### To do:
Select every line in the entries below that contains the word "woman" and copy each of those lines in full.

[Source records]
______________________________

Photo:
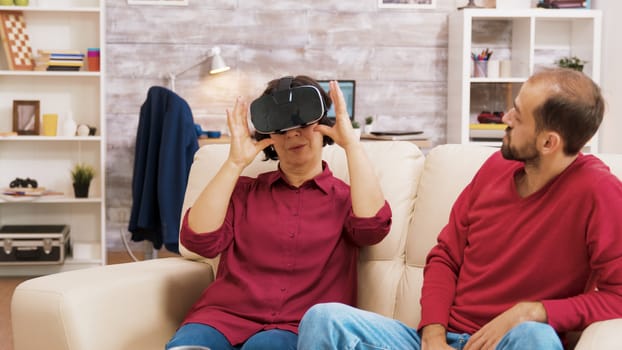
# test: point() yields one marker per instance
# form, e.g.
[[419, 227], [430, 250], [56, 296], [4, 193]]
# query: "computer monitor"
[[348, 87]]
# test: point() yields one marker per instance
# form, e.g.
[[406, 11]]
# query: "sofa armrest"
[[126, 306], [604, 335]]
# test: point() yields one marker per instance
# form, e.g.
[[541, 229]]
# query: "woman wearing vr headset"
[[289, 238]]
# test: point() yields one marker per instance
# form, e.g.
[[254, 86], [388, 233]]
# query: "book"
[[41, 52], [62, 68]]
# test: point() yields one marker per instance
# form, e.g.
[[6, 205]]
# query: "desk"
[[421, 143]]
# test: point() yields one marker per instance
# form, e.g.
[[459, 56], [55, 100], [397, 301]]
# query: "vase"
[[81, 190]]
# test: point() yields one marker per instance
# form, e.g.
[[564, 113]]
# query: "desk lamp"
[[218, 65]]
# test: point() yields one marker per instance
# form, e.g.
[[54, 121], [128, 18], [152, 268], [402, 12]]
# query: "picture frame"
[[26, 119], [407, 4], [158, 2]]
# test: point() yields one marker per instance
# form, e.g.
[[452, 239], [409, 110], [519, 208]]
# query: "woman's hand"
[[342, 132], [243, 148]]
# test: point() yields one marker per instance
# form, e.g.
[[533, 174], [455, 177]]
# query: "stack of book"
[[59, 60], [487, 131]]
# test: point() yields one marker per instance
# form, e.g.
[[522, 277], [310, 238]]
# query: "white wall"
[[611, 74]]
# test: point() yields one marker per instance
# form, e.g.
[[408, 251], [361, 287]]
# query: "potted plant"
[[573, 62], [81, 175], [369, 123]]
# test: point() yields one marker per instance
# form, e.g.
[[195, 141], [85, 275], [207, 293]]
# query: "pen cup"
[[480, 68], [93, 59]]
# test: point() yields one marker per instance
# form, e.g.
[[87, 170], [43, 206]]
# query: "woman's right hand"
[[243, 149]]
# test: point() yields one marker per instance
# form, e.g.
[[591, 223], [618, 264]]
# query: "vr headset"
[[287, 108]]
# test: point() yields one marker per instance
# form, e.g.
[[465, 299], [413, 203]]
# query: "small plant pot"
[[81, 190]]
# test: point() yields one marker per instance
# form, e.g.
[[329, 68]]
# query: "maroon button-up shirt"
[[283, 249]]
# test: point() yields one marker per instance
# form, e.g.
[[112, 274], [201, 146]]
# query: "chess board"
[[15, 40]]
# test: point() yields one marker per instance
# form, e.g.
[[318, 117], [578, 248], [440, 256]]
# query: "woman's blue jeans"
[[204, 335], [342, 327]]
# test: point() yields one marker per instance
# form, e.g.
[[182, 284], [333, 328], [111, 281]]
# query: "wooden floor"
[[8, 284]]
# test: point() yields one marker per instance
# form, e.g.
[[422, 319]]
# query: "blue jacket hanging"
[[166, 141]]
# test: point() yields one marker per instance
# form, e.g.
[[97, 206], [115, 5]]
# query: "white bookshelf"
[[530, 39], [57, 24]]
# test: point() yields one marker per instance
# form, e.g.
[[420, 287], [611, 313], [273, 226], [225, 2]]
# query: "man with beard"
[[532, 249]]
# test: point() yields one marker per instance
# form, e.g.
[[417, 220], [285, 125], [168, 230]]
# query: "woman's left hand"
[[342, 132]]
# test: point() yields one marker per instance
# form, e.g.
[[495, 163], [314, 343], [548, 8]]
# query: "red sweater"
[[283, 249], [553, 246]]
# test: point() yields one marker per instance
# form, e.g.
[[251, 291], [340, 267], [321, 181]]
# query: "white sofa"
[[138, 306]]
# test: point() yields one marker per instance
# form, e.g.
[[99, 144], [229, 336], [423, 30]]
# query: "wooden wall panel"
[[397, 57]]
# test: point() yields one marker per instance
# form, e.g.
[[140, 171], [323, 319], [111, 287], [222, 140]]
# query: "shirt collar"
[[322, 181]]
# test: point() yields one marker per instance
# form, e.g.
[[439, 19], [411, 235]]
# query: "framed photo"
[[412, 4], [26, 117], [348, 87], [158, 2]]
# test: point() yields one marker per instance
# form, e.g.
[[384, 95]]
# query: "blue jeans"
[[342, 327], [204, 335]]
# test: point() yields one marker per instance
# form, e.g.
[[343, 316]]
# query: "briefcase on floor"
[[33, 244]]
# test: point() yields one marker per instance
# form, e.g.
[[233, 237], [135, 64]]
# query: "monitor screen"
[[348, 89]]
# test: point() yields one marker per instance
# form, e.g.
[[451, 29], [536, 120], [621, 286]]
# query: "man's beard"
[[526, 154]]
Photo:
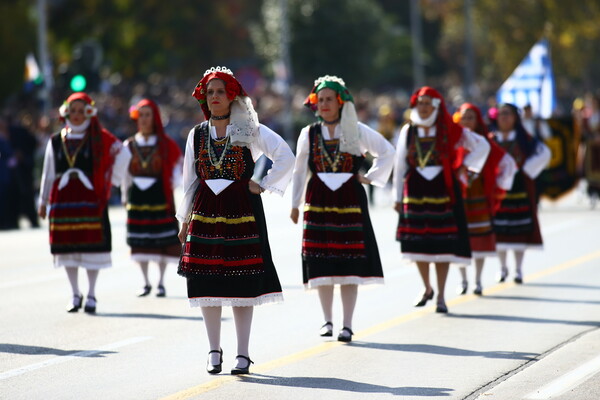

______________________________

### Problem solution:
# query: "woman wearing vr headset"
# query: "woman's hand"
# query: "woman's right hand"
# query: "woman's blue jeans"
# query: "woman's left hand"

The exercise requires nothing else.